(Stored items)

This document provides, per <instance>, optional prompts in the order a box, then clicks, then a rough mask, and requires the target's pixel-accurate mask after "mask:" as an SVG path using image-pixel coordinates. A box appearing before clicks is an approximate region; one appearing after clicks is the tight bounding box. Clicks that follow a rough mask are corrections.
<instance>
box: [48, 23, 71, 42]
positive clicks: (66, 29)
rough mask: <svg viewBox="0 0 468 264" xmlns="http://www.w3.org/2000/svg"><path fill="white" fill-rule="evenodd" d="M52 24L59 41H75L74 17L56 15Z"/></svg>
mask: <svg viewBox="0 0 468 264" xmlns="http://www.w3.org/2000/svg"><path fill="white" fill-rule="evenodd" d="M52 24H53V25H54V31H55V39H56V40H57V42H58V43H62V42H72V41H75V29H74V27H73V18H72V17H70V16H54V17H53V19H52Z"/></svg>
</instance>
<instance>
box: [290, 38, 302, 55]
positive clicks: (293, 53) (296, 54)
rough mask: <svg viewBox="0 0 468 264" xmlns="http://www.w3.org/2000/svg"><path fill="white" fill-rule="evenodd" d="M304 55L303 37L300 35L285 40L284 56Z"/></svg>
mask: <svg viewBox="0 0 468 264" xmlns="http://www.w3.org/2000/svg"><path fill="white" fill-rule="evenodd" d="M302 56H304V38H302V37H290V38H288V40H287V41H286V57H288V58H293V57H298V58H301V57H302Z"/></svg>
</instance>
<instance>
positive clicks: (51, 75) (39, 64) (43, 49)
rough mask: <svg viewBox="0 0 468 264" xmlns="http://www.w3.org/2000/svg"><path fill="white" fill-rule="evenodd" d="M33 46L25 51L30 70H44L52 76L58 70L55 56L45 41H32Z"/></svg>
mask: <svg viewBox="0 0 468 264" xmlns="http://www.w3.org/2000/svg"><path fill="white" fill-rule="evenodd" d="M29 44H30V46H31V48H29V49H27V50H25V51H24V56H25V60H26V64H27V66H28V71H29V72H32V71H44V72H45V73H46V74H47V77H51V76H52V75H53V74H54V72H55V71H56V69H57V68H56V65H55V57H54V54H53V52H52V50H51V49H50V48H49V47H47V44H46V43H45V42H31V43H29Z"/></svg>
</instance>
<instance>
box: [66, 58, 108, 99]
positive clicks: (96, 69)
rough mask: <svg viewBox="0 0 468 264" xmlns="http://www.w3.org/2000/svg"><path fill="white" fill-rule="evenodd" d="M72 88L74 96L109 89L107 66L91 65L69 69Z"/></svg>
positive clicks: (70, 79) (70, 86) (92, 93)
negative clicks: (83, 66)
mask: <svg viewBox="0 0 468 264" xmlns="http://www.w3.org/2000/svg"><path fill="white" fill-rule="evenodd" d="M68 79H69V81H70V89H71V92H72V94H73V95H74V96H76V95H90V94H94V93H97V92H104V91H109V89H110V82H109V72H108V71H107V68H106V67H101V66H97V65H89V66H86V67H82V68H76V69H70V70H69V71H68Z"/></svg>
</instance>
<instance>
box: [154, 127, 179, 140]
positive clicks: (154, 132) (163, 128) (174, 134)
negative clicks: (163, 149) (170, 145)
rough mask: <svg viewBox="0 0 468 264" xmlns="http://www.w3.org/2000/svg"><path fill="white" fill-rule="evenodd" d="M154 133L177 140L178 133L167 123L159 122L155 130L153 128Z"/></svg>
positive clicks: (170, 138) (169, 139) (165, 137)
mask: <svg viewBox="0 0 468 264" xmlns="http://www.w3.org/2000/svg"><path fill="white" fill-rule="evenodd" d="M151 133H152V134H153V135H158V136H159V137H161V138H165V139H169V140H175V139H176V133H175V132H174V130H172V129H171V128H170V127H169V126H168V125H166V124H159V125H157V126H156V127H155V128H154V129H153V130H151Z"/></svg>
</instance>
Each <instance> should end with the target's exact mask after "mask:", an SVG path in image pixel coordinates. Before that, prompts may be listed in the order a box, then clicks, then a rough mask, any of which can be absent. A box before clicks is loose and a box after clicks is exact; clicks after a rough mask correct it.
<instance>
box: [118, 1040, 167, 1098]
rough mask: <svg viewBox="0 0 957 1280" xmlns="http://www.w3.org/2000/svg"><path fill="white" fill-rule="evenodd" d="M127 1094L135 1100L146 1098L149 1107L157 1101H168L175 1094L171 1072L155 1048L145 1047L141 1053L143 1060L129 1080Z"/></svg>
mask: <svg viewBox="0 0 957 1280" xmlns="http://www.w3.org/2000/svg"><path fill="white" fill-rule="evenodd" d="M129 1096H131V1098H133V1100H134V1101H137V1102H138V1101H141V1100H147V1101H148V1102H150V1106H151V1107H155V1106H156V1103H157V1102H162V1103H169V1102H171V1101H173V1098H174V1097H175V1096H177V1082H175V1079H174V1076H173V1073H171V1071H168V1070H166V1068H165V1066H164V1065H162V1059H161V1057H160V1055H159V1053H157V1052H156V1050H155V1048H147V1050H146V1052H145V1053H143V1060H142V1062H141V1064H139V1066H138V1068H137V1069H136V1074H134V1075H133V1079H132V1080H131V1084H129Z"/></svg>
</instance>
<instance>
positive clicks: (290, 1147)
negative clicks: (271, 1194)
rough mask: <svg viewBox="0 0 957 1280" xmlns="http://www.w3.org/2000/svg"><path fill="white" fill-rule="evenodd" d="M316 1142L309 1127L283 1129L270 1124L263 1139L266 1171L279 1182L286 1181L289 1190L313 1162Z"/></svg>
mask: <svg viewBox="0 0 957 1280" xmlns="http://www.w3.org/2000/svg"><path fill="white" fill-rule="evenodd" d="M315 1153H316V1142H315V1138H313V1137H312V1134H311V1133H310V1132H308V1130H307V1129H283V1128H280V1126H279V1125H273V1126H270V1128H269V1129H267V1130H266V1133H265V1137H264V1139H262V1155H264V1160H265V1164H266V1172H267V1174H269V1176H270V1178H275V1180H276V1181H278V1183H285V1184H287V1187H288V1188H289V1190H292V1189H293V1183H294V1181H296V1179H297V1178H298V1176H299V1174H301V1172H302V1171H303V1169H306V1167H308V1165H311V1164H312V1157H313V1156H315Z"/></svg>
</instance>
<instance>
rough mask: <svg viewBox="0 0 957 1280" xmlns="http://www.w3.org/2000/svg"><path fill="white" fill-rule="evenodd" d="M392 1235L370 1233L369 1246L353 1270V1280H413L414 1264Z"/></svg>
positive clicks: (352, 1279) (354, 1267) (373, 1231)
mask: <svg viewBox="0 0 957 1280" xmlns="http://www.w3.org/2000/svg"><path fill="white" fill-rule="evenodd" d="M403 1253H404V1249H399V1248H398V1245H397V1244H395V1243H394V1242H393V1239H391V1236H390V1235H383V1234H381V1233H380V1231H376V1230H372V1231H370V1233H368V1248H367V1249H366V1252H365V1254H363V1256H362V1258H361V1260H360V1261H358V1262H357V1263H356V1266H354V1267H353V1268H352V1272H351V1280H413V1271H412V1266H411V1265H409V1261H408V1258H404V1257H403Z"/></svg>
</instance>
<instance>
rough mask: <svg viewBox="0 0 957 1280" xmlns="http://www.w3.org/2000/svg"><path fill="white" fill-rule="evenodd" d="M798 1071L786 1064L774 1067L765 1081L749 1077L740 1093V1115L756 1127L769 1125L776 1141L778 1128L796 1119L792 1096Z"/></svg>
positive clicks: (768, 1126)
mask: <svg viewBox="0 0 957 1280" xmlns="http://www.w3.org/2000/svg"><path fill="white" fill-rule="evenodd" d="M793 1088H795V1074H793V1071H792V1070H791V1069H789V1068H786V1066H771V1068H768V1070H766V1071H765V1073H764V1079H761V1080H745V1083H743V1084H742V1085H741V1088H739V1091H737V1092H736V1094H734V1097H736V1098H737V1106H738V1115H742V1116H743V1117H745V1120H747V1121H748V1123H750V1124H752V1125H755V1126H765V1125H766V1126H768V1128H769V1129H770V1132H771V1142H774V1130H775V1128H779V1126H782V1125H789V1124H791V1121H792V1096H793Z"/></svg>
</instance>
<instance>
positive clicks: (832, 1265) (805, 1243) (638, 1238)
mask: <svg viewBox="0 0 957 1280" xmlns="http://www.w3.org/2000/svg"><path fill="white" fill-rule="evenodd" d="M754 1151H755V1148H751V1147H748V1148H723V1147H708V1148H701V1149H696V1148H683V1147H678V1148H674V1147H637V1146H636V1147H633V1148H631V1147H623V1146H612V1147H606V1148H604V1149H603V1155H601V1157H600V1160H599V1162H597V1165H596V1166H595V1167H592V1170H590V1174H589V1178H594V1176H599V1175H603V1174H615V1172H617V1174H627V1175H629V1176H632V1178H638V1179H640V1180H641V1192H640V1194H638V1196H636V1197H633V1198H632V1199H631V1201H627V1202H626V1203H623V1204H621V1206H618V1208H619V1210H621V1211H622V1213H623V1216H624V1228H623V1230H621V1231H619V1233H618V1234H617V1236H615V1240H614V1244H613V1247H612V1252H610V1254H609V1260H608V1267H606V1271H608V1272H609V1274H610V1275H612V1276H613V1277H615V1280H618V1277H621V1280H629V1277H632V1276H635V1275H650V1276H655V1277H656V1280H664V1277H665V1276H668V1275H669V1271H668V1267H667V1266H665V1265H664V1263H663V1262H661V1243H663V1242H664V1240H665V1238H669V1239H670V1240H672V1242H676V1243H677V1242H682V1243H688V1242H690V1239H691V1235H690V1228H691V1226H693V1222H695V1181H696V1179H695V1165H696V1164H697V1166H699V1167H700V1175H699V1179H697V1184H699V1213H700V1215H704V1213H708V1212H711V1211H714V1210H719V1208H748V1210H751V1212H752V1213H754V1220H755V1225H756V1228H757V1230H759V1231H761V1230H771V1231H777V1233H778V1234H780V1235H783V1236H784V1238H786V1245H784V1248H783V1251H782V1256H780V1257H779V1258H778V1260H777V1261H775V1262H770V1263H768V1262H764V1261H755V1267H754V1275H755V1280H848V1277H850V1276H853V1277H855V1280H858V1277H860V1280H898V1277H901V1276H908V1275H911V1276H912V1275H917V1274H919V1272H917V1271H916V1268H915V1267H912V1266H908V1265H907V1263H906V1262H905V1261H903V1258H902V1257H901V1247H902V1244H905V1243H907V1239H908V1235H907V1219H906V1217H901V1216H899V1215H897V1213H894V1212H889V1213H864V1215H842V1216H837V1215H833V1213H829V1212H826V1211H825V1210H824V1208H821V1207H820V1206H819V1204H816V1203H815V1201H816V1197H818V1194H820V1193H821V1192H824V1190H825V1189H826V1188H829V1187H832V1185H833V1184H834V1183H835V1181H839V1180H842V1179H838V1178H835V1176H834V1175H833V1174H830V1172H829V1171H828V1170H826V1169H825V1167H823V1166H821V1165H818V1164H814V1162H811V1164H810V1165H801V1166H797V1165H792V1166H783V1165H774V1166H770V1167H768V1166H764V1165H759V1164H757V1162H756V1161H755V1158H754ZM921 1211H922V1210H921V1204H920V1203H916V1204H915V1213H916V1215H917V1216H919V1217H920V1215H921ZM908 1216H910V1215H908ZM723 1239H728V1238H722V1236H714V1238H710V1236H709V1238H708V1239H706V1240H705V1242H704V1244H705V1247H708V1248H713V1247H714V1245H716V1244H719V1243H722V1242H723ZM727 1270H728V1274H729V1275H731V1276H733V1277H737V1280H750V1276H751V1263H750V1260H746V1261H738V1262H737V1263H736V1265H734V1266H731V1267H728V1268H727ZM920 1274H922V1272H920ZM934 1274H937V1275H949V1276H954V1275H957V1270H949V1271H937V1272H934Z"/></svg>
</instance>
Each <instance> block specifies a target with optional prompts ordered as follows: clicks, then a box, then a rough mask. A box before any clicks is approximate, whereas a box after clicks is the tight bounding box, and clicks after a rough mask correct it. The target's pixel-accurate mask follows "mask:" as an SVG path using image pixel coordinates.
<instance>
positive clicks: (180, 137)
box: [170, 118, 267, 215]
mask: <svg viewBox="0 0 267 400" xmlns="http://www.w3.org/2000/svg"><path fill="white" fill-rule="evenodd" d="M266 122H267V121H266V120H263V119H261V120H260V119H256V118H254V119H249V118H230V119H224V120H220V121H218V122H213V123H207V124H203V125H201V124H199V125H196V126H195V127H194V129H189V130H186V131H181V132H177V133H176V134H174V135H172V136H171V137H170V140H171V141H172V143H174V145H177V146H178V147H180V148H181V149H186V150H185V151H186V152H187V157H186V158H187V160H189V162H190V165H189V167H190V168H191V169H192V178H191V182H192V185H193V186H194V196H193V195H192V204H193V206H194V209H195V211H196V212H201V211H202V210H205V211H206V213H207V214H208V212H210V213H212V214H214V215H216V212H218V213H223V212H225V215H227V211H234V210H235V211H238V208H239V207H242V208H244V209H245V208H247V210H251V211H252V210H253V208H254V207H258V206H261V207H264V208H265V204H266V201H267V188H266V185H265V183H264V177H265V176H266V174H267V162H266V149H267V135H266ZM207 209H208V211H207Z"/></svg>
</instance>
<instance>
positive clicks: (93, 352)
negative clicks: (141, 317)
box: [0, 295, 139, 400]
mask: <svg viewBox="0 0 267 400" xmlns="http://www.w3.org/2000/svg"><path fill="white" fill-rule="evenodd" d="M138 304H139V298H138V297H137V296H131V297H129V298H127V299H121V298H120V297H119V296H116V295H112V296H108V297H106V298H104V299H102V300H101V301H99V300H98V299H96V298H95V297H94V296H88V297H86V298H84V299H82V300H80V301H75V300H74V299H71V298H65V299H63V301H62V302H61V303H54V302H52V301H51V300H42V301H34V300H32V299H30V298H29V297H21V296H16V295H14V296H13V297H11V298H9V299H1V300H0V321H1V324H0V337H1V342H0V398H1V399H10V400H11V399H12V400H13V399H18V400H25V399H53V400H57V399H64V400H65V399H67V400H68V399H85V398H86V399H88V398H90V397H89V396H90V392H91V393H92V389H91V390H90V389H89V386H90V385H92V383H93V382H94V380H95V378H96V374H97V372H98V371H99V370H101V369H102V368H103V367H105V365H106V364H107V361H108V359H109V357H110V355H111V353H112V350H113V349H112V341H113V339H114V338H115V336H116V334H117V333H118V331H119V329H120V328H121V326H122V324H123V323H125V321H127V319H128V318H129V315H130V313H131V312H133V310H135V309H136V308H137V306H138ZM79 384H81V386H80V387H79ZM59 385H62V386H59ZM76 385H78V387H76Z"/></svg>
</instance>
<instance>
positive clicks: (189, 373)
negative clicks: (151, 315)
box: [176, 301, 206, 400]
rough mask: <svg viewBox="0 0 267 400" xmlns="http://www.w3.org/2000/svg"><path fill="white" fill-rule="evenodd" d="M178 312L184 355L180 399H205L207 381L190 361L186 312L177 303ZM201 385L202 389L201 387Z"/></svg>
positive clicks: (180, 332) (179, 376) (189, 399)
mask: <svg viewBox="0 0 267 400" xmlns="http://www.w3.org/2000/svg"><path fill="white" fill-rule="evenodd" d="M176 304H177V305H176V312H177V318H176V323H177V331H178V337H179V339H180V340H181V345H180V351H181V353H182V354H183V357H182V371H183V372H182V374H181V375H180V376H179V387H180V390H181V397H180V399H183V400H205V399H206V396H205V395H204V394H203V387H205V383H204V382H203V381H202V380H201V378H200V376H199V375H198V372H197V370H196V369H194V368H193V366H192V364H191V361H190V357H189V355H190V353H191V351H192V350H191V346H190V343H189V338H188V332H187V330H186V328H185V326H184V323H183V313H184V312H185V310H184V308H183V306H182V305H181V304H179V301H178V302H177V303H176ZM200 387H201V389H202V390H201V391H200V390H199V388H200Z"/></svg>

AIM OF THE EXERCISE - Rewrite the listing as a numbered list, from its start through the line containing "positive clicks: (66, 29)", both included, omitting any blank lines.

SOLVED PROBLEM -
1. This document provides, per <instance>, optional prompts in the order a box, then clicks, then a rough mask, and requires the target's pixel-accurate mask after "mask:" as an SVG path using image-pixel coordinates. A box appearing before clicks is an approximate region; one appearing after clicks is the tight bounding box. Clicks that follow a rough mask are corrections.
2. <instance>
3. box: [48, 23, 71, 42]
4. positive clicks: (66, 29)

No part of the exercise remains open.